MATERIAL FOR THIS TASK:
+===+

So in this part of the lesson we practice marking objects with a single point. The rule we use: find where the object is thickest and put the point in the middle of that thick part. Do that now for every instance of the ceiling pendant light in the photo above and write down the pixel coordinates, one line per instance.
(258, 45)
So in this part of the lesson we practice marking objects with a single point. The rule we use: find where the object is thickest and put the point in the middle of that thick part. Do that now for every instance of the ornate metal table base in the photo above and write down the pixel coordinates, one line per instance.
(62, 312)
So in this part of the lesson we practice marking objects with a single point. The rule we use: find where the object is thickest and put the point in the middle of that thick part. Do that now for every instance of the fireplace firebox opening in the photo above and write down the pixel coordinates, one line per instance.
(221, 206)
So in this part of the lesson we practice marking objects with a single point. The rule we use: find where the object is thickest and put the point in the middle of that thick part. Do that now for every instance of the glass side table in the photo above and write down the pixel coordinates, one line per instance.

+===+

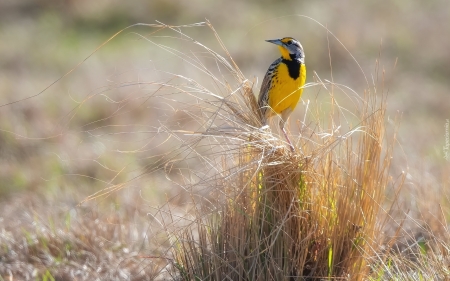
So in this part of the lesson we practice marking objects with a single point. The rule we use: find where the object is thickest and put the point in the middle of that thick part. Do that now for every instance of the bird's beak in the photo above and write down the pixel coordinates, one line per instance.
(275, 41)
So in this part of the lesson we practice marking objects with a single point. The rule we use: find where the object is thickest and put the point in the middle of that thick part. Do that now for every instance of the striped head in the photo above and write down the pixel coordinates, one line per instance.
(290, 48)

+===+

TASK TO CARRY OUT:
Find every line in the entries above that contains the word "table" and copy each of those lines out.

RESPONSE:
So in this part of the lesson we practice marking objects with a single point. The rule we use: find where the object is thickest and put the point in the middle of that thick part. Do that now for every instance of the ornate metal table base in the photo above and write down the pixel coordinates, one line per instance.
So in this part of the lesson we practice marking objects with a single point. The rule we use: find where the object is thickest and put the point in the middle of that thick part. Do that now for every instance of the glass side table in the photo above and write down the pixel coordinates, one line per instance.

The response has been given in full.